Activity: In the data below, find every line with the word "pointer" and copy it out.

--- Input for this task ---

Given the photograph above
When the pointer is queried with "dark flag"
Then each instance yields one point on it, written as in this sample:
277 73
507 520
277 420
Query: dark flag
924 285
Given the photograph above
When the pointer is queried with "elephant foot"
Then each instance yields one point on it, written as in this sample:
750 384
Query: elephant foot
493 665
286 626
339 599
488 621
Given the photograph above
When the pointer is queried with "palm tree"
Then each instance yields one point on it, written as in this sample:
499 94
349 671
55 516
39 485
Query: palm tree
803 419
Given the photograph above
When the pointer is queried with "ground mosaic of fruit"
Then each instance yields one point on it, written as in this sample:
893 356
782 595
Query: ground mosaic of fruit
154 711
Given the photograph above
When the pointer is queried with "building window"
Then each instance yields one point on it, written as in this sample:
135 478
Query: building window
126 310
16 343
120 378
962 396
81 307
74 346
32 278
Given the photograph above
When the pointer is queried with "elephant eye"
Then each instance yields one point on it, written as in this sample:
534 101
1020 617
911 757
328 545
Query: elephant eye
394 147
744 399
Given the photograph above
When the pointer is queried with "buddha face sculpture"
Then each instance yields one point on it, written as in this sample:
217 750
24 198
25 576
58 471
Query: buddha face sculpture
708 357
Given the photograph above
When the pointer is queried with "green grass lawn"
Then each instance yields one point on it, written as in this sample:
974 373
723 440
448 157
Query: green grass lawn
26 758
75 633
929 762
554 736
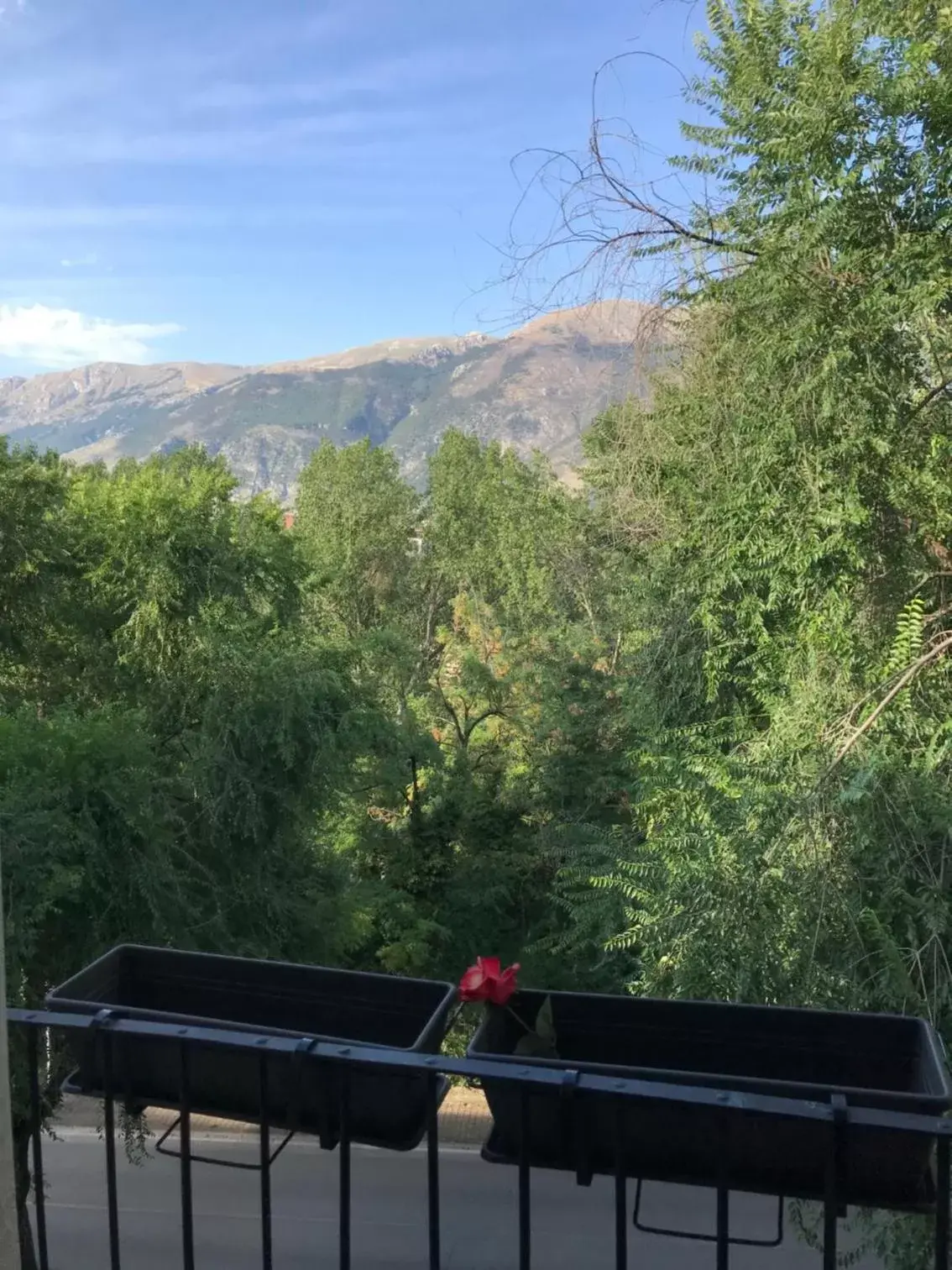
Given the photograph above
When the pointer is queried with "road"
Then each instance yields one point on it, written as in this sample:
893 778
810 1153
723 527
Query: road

---

Task response:
When the pointer is queried with "dark flag"
When the pointer is queried with "elephant foot"
When the pointer is queried with "palm tree"
When the pointer is queried with "ground mosaic of fruit"
When the pointer is queried with "building window"
When the pointer is queried with "elephant eye"
When the pointer is queried with "buddha face sculpture"
When the pointer is queried with "green grass lawn"
When the pointer is queried with "road"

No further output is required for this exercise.